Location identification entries
· · · ·

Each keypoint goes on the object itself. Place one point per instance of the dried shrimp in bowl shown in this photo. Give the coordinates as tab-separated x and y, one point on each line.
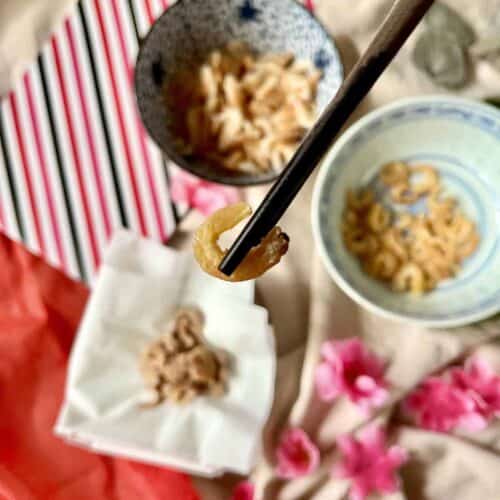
260	259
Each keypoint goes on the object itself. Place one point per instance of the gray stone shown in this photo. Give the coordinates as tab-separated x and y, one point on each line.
443	18
440	55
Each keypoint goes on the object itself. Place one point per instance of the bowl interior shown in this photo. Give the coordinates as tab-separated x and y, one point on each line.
190	29
460	138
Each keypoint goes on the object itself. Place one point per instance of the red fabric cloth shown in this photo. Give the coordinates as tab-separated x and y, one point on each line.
39	312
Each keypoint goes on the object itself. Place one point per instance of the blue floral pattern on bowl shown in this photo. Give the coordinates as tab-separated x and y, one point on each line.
462	139
190	29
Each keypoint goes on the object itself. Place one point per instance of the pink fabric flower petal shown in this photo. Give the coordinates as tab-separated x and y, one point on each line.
369	463
326	382
206	197
244	491
349	368
482	385
464	397
297	455
183	187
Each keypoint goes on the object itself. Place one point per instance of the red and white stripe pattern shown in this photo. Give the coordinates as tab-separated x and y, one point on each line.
75	161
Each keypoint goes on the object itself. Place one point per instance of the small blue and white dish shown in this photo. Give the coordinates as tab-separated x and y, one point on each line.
462	139
184	35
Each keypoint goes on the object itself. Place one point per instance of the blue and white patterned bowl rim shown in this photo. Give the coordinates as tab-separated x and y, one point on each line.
481	115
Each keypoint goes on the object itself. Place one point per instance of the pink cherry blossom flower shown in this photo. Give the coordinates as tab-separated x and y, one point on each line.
243	491
369	463
439	405
349	368
478	380
204	196
297	455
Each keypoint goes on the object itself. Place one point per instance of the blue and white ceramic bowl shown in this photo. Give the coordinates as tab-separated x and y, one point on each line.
190	29
462	139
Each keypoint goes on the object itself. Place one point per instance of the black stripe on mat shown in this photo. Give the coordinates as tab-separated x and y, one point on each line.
10	179
133	16
77	244
102	114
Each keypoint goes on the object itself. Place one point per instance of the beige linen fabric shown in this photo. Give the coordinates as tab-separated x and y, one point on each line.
24	26
307	308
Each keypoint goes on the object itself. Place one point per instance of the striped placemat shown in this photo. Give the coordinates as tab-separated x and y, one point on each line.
75	161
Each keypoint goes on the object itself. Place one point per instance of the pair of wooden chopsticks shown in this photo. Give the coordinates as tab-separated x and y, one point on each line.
397	27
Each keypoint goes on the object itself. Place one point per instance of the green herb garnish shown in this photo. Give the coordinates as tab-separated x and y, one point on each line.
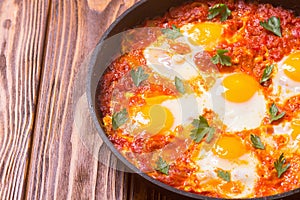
274	113
273	25
162	166
219	9
267	73
138	76
221	58
179	85
223	175
201	130
172	33
256	142
119	118
279	165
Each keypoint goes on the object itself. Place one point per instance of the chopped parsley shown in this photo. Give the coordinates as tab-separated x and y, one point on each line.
219	9
274	113
224	175
221	58
162	166
279	165
267	73
256	142
179	85
273	25
138	76
119	118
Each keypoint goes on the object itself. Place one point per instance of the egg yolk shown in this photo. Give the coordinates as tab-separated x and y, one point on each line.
206	34
160	118
239	87
229	147
292	66
295	125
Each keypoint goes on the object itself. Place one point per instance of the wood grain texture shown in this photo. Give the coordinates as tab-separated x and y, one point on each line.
22	34
61	166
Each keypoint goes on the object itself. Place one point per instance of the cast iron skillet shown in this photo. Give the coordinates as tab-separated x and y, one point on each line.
101	57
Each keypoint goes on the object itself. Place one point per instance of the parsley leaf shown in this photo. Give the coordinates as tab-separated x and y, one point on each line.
172	33
221	58
119	118
273	25
179	85
162	166
201	130
223	175
256	142
219	9
279	165
274	113
267	73
138	76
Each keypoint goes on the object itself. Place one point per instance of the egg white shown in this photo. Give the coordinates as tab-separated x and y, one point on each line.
284	87
242	169
238	116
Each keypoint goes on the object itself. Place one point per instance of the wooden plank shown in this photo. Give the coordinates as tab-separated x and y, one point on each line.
61	166
22	34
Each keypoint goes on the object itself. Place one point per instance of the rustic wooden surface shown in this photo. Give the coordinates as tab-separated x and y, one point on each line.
43	46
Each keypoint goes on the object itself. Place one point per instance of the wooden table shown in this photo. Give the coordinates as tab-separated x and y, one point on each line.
44	45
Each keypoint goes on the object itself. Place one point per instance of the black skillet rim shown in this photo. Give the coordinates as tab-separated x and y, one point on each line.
110	144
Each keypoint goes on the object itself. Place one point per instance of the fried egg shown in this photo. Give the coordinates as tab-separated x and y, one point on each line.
238	101
286	82
196	37
164	113
228	154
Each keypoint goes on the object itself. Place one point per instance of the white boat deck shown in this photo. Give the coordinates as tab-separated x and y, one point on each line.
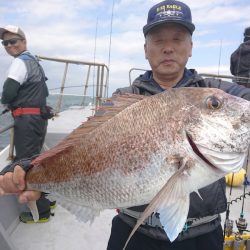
64	232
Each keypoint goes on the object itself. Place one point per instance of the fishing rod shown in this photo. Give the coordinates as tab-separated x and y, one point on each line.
4	111
241	223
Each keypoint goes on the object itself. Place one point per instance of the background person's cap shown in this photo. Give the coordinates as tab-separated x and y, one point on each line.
11	29
169	11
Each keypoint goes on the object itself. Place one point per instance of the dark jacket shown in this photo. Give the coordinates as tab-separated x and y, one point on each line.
240	61
33	92
214	199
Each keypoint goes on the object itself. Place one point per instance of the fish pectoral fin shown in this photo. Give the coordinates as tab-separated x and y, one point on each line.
33	209
172	203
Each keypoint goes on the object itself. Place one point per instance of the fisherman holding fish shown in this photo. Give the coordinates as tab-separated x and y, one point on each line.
169	142
168	45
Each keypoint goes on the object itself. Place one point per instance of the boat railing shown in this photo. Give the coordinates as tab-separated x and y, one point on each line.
100	83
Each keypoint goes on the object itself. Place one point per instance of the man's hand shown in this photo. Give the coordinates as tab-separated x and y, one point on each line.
14	183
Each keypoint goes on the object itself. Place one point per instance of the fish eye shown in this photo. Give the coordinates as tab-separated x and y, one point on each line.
213	102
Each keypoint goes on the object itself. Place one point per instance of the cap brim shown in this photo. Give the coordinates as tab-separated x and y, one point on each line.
189	26
2	31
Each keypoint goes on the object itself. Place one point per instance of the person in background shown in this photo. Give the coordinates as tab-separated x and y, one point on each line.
240	61
168	46
24	93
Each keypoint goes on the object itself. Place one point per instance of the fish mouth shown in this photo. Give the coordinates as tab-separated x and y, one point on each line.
198	152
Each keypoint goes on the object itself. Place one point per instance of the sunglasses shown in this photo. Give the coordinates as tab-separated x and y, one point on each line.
12	41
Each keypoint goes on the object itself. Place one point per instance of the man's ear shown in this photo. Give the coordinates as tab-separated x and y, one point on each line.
145	51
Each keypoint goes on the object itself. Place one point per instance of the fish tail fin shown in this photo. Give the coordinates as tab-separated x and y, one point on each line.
34	211
172	203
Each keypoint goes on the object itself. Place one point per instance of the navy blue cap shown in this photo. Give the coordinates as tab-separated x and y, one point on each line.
169	11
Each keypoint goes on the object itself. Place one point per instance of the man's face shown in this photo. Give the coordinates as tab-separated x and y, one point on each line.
16	44
167	49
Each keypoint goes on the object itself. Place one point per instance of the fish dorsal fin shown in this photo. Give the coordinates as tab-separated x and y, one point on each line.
108	109
172	203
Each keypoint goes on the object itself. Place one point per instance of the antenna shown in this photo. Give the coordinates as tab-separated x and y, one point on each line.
95	56
219	57
110	39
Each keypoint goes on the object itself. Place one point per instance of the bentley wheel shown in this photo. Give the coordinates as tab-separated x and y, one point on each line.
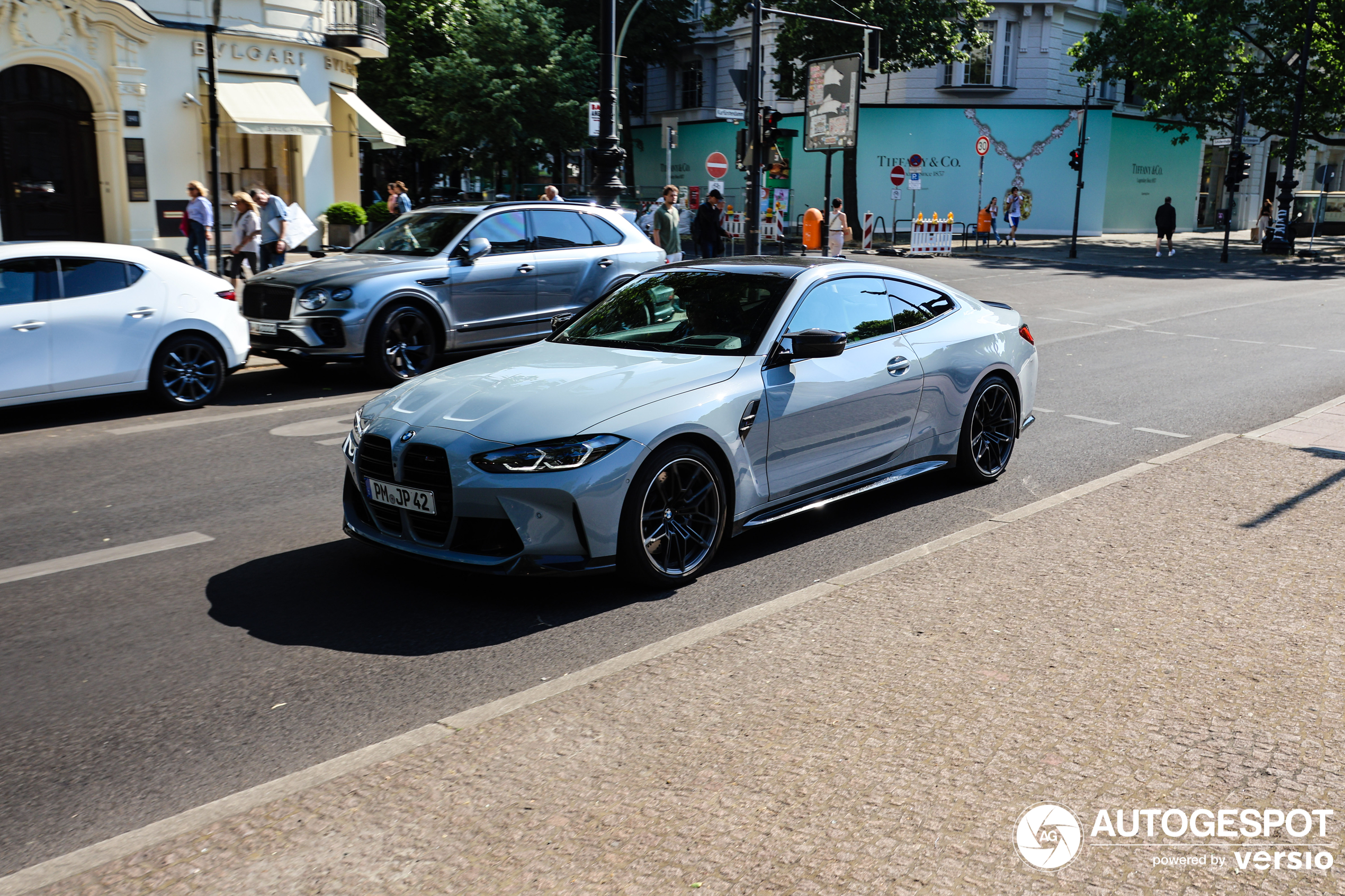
187	373
674	518
400	346
989	432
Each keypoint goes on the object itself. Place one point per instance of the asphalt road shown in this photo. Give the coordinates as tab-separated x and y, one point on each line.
139	688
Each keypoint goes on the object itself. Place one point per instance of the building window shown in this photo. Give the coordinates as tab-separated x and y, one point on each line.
978	71
1007	71
693	84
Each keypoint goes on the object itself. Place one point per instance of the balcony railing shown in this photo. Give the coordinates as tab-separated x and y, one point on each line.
360	26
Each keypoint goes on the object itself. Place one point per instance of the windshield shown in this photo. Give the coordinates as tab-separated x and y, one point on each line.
685	311
416	234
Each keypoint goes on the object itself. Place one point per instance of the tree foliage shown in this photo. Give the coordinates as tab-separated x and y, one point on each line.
485	83
917	34
1189	59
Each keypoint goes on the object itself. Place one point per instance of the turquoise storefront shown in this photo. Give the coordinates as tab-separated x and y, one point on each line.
1129	166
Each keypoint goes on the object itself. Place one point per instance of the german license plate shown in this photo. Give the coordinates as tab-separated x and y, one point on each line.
400	496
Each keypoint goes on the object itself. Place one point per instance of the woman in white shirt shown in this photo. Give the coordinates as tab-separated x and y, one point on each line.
247	237
837	229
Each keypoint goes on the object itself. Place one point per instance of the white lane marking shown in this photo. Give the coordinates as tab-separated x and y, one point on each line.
132	841
106	555
322	426
183	420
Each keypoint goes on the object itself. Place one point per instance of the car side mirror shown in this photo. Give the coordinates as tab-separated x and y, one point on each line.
477	248
815	343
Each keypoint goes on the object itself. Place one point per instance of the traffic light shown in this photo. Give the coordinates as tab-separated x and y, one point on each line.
1239	170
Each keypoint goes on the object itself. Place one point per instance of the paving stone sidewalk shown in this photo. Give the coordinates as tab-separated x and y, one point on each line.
1171	640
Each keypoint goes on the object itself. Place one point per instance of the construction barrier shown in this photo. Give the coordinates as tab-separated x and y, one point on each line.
931	237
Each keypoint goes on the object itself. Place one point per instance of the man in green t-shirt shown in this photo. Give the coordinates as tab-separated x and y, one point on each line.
666	222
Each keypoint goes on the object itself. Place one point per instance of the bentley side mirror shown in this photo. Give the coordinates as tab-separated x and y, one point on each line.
474	249
815	343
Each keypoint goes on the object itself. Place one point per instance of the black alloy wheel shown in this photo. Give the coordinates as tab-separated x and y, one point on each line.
989	432
187	373
674	518
400	346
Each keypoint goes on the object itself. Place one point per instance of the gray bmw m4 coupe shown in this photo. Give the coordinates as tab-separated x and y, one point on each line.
694	402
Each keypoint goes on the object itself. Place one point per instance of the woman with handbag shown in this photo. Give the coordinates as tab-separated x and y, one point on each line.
838	230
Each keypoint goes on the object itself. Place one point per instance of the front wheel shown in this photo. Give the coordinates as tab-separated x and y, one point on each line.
400	346
187	373
674	518
989	433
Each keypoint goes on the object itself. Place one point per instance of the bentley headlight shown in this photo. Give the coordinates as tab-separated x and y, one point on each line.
362	423
312	300
542	457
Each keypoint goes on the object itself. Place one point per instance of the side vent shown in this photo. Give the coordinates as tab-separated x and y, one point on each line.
748	418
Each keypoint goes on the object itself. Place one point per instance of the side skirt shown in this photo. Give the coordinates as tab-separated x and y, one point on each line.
838	493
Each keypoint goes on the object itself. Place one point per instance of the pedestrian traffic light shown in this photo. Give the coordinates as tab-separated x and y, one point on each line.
1239	170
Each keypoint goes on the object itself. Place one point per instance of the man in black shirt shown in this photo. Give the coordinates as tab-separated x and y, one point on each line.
705	228
1167	221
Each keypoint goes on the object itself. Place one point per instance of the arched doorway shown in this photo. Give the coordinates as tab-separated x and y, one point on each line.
49	163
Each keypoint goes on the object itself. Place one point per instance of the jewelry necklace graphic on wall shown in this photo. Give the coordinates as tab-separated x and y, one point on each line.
1019	161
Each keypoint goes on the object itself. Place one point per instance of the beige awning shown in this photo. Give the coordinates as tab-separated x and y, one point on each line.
370	125
272	108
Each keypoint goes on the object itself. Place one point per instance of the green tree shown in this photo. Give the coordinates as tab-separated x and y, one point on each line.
1189	58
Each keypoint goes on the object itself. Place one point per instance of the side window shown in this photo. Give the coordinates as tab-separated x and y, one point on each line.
506	231
913	305
556	229
91	276
28	280
604	234
853	305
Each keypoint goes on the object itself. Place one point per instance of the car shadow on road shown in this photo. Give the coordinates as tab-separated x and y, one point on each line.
349	597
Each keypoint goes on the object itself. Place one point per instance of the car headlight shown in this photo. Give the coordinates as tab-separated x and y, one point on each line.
312	300
544	457
362	423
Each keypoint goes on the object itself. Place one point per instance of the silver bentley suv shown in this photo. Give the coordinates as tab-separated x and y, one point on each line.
444	278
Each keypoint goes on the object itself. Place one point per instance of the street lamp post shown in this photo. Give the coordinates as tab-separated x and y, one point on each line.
1281	242
608	158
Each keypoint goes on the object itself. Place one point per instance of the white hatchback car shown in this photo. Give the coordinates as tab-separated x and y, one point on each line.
91	319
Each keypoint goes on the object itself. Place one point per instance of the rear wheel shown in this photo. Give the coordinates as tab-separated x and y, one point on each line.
187	373
400	346
989	433
674	518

· · · ·

What is required:
Each line from the one containing "of the arched" to the end of the records should be echoed exactly, and no other line.

The solution:
Each keypoint goes on the object itself. Place one point per instance of the arched doorway shown in this photo. Give the coordinates as tab-separated x and y, one point on each line.
49	163
Each keypoint goes on the object itself. Place one point per instance of the jewelry necklace graphic on wall shown in this photo. Give the coordinates as tab-separated x and y, one point on each line.
1019	161
Each keypoint goes on the object itself. Place one point per instance of the beige awning shown in this photo. Give the coordinates as tab-separated x and y, one point on each line.
370	125
272	108
Each keypoint goes on the object itself. Place one point per instance of the green tree shown in this photo. Give the coordinates as tab-separated x and y, one point on each line.
1189	58
Each keypoint goes on the object itself. Place one point per instance of the side window shown in this photo. Give the coordinates as tab-separated x and y, one point on each line.
506	231
913	305
556	229
91	276
28	280
604	234
853	305
Each keypoint goes on the object itself. Place one point per instance of the car shadow on road shown in this photo. Give the coordinates as tab-separated x and y, one point on each line.
349	597
Each keypoint goes on the object itself. Place one point per instance of the car headlight shown in this photo. Give the coordinates as tab-separated x and y, one point on each line.
312	300
544	457
362	423
Each keypoint goes on the object itself. Place one point per instance of the silver bentley suv shown in this photo. Give the coordinates as tab-separated x and y, one point on each line.
444	278
Each keypoint goes on the object itself. Place one point per instance of the street lamp post shown in this photo. Give the coordinates as tab-separated x and y, one point on each line.
1281	242
608	158
Each keypoint goes on the object itself. Place one point per instance of the white hatchback car shown in this photo. Give the coordinates as tab-separated x and y, one point on each line.
91	319
Each keypoint goes on the object itself. Place one point per instance of the rear wheel shown in this photo. Give the coordinates as tab-separated x and y, one point on each line.
187	373
400	346
989	433
674	518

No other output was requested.